> Written problem A:
Rewrite the rows that follow the passage, changing "scalloped green leaf" to "serrated green leaf" and keeping every other line as it is.

> Passage:
---------------

Compute Express Link 3.0
By Dr. Debendra Das Sharma, Intel Fellow and Director, I/O Technology and Standards, and Ishwar Agarwal, Principal Hardware Engineer, Microsoft Azure Hardware Architecture Co-Chairs, CXL BoD Technical Task Force, CXL Consortium
Compute Express Link™ (CXL™) is an open industry standard interconnect offering high-bandwidth, low-latency connectivity between host processor and devices such as accelerators, memory buffers, and smart I/O devices. It is designed to address the growing high-performance computational workloads by supporting heterogeneous processing and memory systems with applications in Artificial Intelligence, Machine Learning, Analytics, Cloud Infrastructure, Cloudification of the Network and Edge, communication systems, and High-Performance Computing by enabling coherency and memory semantics on top of the PCI Express® (PCIe®) based I/O semantics for optimized performance in evolving usage models. This is increasingly important as processing data in these emerging applications requires a diverse mix of scalar, vector, matrix and spatial architectures deployed in CPU, GPU, FPGA, smart NICs, and other accelerators.

---------------

> Working data:
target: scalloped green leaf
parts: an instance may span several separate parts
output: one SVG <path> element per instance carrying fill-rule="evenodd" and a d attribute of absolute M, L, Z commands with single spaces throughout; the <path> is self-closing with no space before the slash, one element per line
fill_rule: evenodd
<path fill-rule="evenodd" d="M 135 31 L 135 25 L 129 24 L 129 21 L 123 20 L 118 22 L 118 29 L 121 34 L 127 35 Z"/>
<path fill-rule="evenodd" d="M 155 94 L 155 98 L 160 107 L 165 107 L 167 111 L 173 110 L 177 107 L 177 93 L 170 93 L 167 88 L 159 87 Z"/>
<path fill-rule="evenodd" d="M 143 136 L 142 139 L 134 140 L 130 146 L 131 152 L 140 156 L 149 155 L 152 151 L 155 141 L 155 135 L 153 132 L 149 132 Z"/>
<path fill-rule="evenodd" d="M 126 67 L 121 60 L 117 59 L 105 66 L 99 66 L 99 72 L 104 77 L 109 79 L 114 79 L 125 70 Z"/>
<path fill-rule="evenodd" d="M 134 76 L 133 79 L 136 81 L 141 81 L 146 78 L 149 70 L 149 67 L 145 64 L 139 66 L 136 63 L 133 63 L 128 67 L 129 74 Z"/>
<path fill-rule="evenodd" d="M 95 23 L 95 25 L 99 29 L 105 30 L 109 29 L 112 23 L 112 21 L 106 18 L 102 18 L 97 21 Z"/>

---------------

> Written problem B:
According to the CXL 3.0 passage, CXL enables coherency and memory semantics on top of what?

> Written solution A:
target: serrated green leaf
parts: an instance may span several separate parts
output: one SVG <path> element per instance carrying fill-rule="evenodd" and a d attribute of absolute M, L, Z commands with single spaces throughout; the <path> is self-closing with no space before the slash, one element per line
fill_rule: evenodd
<path fill-rule="evenodd" d="M 135 31 L 135 25 L 129 24 L 129 21 L 123 20 L 118 22 L 118 29 L 121 34 L 127 35 Z"/>
<path fill-rule="evenodd" d="M 155 94 L 155 98 L 160 107 L 165 107 L 167 111 L 173 110 L 177 107 L 177 93 L 170 93 L 167 88 L 159 87 Z"/>
<path fill-rule="evenodd" d="M 143 136 L 142 139 L 134 140 L 130 146 L 131 152 L 140 156 L 149 155 L 152 151 L 155 141 L 155 135 L 153 132 L 149 132 Z"/>
<path fill-rule="evenodd" d="M 126 67 L 121 60 L 117 59 L 105 66 L 99 66 L 99 72 L 104 77 L 109 79 L 114 79 L 125 70 Z"/>
<path fill-rule="evenodd" d="M 134 76 L 133 79 L 136 81 L 141 81 L 146 78 L 149 70 L 149 67 L 145 64 L 139 66 L 136 63 L 133 63 L 128 67 L 129 74 Z"/>
<path fill-rule="evenodd" d="M 95 23 L 95 25 L 99 29 L 105 30 L 109 29 L 112 23 L 112 21 L 106 18 L 102 18 L 97 21 Z"/>

> Written solution B:
On top of PCI Express (PCIe) based I/O semantics.